Document segment:
>>>>>
Make an Image Flow with the Text
Stephen e-mailed us a simple, short question:
How do I link images with text? I want the images to follow the text.
This is a frequently-asked question by new page layout program users, especially if they’re accustomed to importing images into Microsoft Word, where images are part of the text flow by default.
In a page layout program, the usual behavior is for a placed image to stay where you put it, no matter what happens to the text on the same page. They’re in two separate frames that don’t interact, other than stacking order and text wrap settings if they overlap. For some artwork (page elements, display ads) that’s exactly what you want. For others, you might prefer the image to be “linked with the text” as Stephen put it, so that as text is edited, the image moves position so that it’s always next to a certain paragraph or subhead.
To make an image flow with the text, you have to actually insert the image into the text frame, as though it were a type character. You do this by selecting the image with the Selection tool and cutting or copying it to the clipboard (Edit > Cut or Copy). Then you switch to the Type tool, click an insertion point in the destination text frame, and paste it in (Edit > Paste).
The image comes in as what’s called an “anchored object” because it’s anchored to an insertion point in the text flow. As you edit the text or change its frame dimensions, the image moves with the text flow accordingly.
In the example below, the graphic arrows are supposed to appear as the first character in the body text paragraphs. The two text frames used to appear identical until I added the bold subhead at the top. In the frame on the left, adding a line of type pushed the text down but the graphics remain in position (with text wrap still active). In the frame on the right, the arrows travel with their paragraphs because they’re anchored objects.
Anchored objects have special rules because they are part object, part text character. For example, while you can select them with a Selection tool while they’re anchored; you can do some manipulations (scale, move) but not others (group with another object). Similarly, you can select an anchored object with the Type tool just as though it was a character and then do things like change its baseline offset or leading, but you can’t, say, convert it to outlines.
<<<<<
Data shown:
>>>>>
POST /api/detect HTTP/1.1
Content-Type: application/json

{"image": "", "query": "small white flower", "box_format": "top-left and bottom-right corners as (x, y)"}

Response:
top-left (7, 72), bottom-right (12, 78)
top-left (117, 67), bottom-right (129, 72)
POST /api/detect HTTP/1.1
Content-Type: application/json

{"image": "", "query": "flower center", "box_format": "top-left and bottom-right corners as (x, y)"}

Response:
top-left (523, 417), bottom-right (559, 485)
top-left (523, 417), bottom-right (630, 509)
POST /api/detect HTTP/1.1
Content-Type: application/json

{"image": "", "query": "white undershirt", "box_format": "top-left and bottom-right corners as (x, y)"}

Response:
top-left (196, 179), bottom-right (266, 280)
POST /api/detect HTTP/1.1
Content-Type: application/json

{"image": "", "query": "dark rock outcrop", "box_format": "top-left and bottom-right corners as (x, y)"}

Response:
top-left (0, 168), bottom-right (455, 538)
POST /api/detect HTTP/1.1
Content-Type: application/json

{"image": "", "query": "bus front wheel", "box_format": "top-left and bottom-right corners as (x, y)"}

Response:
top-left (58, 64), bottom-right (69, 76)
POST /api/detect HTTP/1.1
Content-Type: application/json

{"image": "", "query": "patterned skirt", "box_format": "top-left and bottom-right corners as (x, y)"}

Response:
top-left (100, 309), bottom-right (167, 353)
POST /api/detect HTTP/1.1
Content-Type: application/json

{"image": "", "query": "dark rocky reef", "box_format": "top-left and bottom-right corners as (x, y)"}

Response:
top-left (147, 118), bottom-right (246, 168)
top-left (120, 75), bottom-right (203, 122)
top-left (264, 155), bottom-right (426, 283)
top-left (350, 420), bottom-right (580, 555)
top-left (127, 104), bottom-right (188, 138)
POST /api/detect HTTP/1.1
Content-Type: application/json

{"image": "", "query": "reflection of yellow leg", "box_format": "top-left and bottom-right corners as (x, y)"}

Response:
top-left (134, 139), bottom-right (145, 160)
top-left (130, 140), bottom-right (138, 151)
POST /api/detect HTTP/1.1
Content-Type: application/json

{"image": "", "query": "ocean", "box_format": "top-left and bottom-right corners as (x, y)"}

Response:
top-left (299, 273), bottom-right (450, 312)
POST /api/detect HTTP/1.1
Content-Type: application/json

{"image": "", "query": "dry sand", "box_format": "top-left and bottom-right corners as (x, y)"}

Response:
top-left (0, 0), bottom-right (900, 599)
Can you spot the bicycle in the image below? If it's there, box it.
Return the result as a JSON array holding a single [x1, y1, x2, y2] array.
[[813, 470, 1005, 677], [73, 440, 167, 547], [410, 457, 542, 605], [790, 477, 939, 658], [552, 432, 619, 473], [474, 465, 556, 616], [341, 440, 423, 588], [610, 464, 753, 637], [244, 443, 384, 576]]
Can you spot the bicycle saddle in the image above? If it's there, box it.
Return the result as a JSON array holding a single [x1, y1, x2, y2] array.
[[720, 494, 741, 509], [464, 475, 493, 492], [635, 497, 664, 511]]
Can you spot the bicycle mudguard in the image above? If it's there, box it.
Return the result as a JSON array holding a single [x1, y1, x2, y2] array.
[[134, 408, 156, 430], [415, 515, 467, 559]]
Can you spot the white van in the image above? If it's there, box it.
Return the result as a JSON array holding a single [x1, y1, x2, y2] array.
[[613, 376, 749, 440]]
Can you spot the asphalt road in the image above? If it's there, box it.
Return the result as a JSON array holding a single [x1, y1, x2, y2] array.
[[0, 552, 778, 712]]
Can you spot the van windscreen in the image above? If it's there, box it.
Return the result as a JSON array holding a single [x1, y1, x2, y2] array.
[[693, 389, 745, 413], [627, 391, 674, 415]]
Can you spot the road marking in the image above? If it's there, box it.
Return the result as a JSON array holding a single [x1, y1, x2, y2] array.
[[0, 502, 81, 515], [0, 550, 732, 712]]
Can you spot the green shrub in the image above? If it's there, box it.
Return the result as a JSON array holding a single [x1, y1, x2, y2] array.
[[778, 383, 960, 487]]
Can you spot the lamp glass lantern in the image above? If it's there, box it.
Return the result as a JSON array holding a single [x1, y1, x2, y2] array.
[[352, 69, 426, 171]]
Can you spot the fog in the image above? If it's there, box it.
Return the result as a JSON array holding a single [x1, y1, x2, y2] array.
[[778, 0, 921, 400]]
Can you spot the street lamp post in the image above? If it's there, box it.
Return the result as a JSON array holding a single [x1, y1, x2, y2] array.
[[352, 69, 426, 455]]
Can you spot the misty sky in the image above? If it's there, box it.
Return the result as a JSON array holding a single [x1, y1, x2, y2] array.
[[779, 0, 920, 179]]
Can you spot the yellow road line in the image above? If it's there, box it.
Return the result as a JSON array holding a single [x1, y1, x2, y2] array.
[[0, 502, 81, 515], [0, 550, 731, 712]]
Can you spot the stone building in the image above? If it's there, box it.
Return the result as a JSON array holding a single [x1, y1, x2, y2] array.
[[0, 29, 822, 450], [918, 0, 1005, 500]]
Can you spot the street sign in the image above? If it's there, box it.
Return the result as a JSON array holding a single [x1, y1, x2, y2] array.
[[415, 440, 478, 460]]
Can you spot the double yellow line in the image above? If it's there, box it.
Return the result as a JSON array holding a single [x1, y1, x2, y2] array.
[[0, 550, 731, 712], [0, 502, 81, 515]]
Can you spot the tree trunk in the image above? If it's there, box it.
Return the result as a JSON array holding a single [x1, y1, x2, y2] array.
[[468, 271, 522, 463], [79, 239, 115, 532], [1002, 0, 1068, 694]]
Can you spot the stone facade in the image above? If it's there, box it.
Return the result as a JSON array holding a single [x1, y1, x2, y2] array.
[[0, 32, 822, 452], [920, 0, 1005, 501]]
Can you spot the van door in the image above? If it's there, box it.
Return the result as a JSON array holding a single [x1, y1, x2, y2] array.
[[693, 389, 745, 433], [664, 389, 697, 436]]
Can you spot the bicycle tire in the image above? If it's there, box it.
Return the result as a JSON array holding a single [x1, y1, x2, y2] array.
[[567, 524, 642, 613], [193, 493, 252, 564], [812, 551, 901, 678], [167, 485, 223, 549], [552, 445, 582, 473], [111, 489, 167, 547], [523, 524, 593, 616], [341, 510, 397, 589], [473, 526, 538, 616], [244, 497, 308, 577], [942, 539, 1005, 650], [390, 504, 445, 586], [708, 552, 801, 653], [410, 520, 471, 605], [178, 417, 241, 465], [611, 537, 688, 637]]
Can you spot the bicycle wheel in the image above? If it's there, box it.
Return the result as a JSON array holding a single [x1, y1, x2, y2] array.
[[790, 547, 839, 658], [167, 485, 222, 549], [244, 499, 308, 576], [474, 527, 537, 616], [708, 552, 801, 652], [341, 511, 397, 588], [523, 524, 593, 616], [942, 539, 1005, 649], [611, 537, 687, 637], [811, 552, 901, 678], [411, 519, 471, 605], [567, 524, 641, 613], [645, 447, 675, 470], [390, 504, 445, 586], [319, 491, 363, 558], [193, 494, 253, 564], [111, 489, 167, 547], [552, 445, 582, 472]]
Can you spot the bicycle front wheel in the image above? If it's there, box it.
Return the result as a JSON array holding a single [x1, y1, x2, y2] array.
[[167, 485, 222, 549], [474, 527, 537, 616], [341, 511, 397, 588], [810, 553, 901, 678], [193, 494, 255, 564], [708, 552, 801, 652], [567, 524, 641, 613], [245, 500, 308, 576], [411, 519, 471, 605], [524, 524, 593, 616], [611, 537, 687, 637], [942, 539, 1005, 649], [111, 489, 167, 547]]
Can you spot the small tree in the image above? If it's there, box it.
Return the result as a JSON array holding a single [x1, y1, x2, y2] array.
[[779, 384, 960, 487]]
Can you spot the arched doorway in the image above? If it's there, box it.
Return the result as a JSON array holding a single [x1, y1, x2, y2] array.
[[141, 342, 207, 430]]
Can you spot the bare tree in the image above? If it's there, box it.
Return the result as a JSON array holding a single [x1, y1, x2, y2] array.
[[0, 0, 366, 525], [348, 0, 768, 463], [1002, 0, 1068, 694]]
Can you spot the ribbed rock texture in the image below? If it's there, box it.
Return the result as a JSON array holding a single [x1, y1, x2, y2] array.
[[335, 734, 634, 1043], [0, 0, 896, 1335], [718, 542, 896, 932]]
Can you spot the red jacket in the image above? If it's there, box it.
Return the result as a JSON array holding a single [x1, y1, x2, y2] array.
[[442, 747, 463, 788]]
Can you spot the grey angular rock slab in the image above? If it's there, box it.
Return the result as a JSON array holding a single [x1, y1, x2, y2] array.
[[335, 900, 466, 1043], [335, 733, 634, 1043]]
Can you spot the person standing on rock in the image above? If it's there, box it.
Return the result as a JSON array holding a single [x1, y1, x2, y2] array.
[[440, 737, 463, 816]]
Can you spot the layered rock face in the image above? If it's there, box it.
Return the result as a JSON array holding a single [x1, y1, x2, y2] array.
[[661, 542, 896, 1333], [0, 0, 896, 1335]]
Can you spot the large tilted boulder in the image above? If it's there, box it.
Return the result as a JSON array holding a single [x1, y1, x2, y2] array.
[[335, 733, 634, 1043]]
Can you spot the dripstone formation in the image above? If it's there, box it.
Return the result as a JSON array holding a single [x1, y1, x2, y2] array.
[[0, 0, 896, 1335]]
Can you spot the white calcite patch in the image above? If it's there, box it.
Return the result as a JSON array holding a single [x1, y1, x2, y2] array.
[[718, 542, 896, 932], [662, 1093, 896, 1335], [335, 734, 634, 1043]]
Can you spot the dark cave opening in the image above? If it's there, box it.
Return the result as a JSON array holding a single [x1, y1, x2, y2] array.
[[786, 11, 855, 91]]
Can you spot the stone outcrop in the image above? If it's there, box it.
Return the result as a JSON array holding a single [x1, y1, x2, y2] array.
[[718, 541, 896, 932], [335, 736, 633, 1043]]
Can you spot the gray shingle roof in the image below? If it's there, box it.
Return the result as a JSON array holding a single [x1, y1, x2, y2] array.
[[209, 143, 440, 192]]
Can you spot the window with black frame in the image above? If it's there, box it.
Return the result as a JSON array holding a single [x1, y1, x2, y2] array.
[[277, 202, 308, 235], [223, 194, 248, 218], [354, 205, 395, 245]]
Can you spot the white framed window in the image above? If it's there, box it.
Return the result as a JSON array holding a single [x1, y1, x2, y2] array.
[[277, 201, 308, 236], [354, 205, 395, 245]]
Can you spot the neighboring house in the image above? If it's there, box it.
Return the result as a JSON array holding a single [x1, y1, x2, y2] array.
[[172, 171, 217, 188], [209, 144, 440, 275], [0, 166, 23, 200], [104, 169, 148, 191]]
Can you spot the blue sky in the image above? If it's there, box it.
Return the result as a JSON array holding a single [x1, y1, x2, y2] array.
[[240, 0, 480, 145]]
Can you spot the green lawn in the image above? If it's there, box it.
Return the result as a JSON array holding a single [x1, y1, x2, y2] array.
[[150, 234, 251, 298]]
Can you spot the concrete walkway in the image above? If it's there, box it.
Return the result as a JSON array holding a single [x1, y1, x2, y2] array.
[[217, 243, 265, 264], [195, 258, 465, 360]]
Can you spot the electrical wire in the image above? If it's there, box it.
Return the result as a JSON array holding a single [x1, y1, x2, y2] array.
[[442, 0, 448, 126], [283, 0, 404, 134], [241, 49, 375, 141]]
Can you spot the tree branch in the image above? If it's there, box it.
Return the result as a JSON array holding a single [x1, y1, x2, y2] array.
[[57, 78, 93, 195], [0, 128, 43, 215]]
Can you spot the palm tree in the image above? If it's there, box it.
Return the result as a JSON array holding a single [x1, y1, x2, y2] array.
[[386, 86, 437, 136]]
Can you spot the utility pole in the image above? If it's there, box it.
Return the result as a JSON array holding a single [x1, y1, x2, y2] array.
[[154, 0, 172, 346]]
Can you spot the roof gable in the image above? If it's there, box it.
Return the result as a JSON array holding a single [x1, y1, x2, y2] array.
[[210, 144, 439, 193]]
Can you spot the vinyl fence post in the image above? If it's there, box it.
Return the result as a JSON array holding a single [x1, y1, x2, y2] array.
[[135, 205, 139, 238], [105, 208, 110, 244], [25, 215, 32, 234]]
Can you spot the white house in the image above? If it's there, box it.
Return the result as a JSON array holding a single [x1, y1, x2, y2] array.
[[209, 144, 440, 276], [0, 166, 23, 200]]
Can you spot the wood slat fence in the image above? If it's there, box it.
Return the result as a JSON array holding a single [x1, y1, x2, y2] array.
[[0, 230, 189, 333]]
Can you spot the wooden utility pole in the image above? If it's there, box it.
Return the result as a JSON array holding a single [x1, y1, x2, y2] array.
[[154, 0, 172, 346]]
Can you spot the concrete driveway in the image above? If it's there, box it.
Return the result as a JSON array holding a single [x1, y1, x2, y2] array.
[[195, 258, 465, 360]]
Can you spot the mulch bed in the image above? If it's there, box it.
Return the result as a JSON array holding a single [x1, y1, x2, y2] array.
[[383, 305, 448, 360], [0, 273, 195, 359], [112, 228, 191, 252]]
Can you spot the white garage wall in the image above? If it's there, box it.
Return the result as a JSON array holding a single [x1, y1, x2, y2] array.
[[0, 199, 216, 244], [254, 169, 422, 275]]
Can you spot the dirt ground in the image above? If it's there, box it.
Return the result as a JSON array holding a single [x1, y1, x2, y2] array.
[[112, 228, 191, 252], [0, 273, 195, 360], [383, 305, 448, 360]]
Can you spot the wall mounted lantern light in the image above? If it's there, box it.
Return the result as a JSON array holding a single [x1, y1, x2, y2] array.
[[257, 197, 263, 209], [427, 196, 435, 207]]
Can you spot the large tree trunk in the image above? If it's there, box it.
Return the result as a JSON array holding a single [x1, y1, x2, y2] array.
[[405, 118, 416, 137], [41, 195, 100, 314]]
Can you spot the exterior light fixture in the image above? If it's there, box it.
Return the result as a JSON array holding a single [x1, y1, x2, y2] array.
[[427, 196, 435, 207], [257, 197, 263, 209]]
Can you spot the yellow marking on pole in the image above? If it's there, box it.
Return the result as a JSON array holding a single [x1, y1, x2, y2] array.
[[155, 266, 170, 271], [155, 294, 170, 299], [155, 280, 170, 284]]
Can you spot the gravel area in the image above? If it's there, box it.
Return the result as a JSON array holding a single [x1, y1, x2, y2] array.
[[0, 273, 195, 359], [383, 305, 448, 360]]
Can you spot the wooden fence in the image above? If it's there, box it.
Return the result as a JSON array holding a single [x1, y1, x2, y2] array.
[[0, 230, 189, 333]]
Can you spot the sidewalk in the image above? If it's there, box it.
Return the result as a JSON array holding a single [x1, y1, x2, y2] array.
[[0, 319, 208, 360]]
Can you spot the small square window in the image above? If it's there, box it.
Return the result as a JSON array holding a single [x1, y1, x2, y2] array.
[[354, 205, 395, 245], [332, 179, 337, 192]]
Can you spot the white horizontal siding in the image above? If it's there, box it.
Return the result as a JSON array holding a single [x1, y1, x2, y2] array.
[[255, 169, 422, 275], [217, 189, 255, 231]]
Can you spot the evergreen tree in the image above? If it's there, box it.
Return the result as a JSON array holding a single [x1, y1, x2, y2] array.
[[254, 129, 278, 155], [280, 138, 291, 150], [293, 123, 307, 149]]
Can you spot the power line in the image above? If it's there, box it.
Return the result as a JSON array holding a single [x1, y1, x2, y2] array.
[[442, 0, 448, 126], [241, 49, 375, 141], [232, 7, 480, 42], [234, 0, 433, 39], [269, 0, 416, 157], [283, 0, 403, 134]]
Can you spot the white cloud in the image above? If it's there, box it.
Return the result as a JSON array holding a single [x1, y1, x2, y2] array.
<<<<<
Task brief:
Extend the article about making images flow with the text, picking up after its final sentence.

Result below:
I have a video on anchored objects I did for Adobe that you can watch for free on their site. I cover most of the above plus custom anchored objects and align to spine.
The video was for the CS3 release (one of the tutorials that came on a DVD in the box) but there’s nothing different with anchored objects in CS4.
Actually, all of the tutorial videos for CS3 are still available on Adobe’s web site, they’re pretty useful! Here you go: Adobe Video Workshop.


Hah!
I always had the opposite question: Why can’t Word behave more like a normal program, like InDesign, where objects stay where you placed them!
I’m thinking my blurb was a little *too* sarcastic … sounds real!
@Harbs: My thoughts exactly!
@Anne-Marie: Thanks for the refresher.
Gah … okay, take a look at the home page blurb now.
The other approach, which I usually use, is to insert a table inline and put the graphic inside the first cell of the table.
One benefit of this approach is that you can create a second row for the caption.
Another benefit is that you can control whether there is a visible frame around the graphic and its characteristics, etc.
Actually, is there a place to find a list of the ways anchored objects behave differently from normal ones? It would save time from trying to use them in ways they can’t be – like the time I spent half an hour trying to thread two anchored text frames together….
@ Quentin:
You’ve pretty much got it all covered. There’s only two limitations (that I can think of) to anchored objects: a) that they can’t be selected at the same time as non-anchored ones, and b) you can’t thread anchored text frames.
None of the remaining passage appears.